Copy each entry as it stands, leaving nothing out.

══════════

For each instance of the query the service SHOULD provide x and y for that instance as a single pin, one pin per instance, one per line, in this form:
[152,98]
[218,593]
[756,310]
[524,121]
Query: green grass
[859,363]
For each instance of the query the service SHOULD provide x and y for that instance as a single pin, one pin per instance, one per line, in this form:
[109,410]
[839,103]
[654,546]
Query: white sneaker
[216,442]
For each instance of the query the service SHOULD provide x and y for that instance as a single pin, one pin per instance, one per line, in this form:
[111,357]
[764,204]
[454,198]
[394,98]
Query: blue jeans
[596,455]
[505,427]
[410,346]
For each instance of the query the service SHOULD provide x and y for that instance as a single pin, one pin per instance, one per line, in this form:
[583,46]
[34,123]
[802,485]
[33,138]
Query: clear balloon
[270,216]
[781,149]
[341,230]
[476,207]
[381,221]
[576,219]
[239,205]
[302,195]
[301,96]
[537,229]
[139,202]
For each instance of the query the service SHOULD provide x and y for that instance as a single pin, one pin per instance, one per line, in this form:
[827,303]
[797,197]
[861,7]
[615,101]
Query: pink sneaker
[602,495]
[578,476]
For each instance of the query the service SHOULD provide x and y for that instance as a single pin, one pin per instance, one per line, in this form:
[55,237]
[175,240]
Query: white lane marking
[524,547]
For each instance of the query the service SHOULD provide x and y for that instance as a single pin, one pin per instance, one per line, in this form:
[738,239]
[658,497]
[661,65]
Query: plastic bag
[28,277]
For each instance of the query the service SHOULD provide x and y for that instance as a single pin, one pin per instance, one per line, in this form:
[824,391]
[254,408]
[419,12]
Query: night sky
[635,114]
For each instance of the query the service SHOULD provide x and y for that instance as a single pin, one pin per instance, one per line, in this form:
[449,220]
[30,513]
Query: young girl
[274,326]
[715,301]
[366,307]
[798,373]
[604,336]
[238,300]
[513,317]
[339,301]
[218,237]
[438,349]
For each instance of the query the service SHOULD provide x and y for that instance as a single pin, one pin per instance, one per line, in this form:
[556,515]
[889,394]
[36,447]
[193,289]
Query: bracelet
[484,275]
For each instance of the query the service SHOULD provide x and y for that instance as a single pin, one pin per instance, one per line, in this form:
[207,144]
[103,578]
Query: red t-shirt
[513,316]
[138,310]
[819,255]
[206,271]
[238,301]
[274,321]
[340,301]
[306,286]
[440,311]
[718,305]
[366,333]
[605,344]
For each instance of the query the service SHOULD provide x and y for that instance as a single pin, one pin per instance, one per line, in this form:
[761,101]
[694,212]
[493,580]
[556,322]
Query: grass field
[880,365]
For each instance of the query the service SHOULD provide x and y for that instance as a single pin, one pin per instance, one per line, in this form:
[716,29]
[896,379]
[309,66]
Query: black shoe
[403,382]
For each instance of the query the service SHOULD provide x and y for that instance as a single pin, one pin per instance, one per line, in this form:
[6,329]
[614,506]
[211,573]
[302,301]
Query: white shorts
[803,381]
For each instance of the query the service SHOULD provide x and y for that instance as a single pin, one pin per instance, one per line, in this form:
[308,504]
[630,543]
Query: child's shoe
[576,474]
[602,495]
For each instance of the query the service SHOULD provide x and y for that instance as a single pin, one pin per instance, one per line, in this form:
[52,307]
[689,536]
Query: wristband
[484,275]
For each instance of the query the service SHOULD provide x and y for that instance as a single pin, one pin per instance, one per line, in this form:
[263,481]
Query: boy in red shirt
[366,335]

══════════

### RESPONSE TO THIS EXERCISE
For each instance of the query the service SHOULD provide x and y for that instance as a single pin, one pin per instance, one per line, in this form:
[152,98]
[218,593]
[756,310]
[524,121]
Query: green grass
[859,363]
For each instance of the query the service SHOULD provide x and y for that instance as a single pin, one pin per instance, one per line, in this form:
[109,410]
[839,103]
[654,546]
Query: white sneaker
[216,442]
For each instance of the query the service SHOULD provide x and y for that instance as a single pin, one pin per instance, one per line, in this form:
[111,357]
[764,204]
[454,198]
[394,98]
Query: blue jeans
[596,455]
[505,427]
[410,346]
For each instance of the query the service SHOULD provide x and y for that instance as a single pin, one pin per instance, one per line, in this form:
[583,46]
[34,123]
[802,485]
[33,138]
Query: clear balloon
[270,216]
[781,149]
[341,230]
[476,207]
[381,221]
[576,219]
[239,205]
[302,195]
[301,96]
[537,229]
[139,202]
For each instance of the query the service SHOULD provide x and y for that instance as a single pin, one pin per instance, one per line, in this form:
[827,303]
[797,197]
[861,7]
[615,101]
Query: pink sneaker
[602,495]
[578,476]
For each instance of the query the service SHOULD provide x and y for that instance as a single pin, one pin per instance, one per line, in this form:
[55,237]
[175,240]
Query: white lane marking
[524,547]
For each instance of the query the service SHOULD provide x and y for that instance as a single pin, one pin per instance, one per line, in this form:
[738,239]
[658,497]
[661,65]
Query: plastic bag
[28,277]
For each instance of the query the service SHOULD provide x and y for that instance as a single pin, one pin per instance, one per line, in this form:
[824,391]
[254,408]
[419,12]
Query: night sky
[635,114]
For each instance of the query the service SHOULD provide x and y for that instance as a single pin, one pin per instance, one per line, in this form:
[449,220]
[30,513]
Query: young girl
[274,326]
[715,301]
[366,307]
[798,373]
[604,336]
[238,300]
[513,317]
[339,301]
[218,237]
[438,349]
For each instance of the query the service SHOULD provide x and y for that instance as a single pin, one pin per instance, one per line, in this form:
[556,515]
[889,394]
[36,447]
[193,289]
Query: bracelet
[484,275]
For each instance of the query the service SHOULD provide x and y for that instance as a single pin, one pin per instance, one per line, in this form:
[207,144]
[103,578]
Query: red t-shirt
[513,316]
[138,310]
[819,255]
[206,271]
[238,301]
[274,321]
[340,301]
[306,286]
[440,311]
[718,305]
[366,333]
[605,344]
For each instance of the query the service SHOULD provide x and y for that instance as a single pin, one pin per instance, one per line, in this form:
[761,101]
[694,212]
[493,580]
[556,322]
Query: grass field
[880,365]
For each instance of the query the service SHOULD provide x and y for that instance as a single pin, one pin per instance, one per line, in this form:
[716,29]
[896,379]
[309,66]
Query: black shoe
[403,382]
For each instance of the query the service SHOULD provide x and y for that instance as a single pin, one pin per instance, one per line, in this form:
[6,329]
[614,506]
[211,573]
[302,301]
Query: white shorts
[803,381]
For each instance of the query the service SHOULD provide x and y for that instance as a single pin, one pin per instance, one per line, in this form:
[308,504]
[630,543]
Query: child's shoe
[576,474]
[602,495]
For each instance of the query the service SHOULD provide x and y for that instance as a single pin, one pin per instance, one per line, in this form:
[52,307]
[689,536]
Query: wristband
[484,275]
For each instance of the query the service SHOULD provide x and y for that instance as a single pin, one pin per instance, one per line, in this form:
[263,481]
Query: boy in red shirt
[366,335]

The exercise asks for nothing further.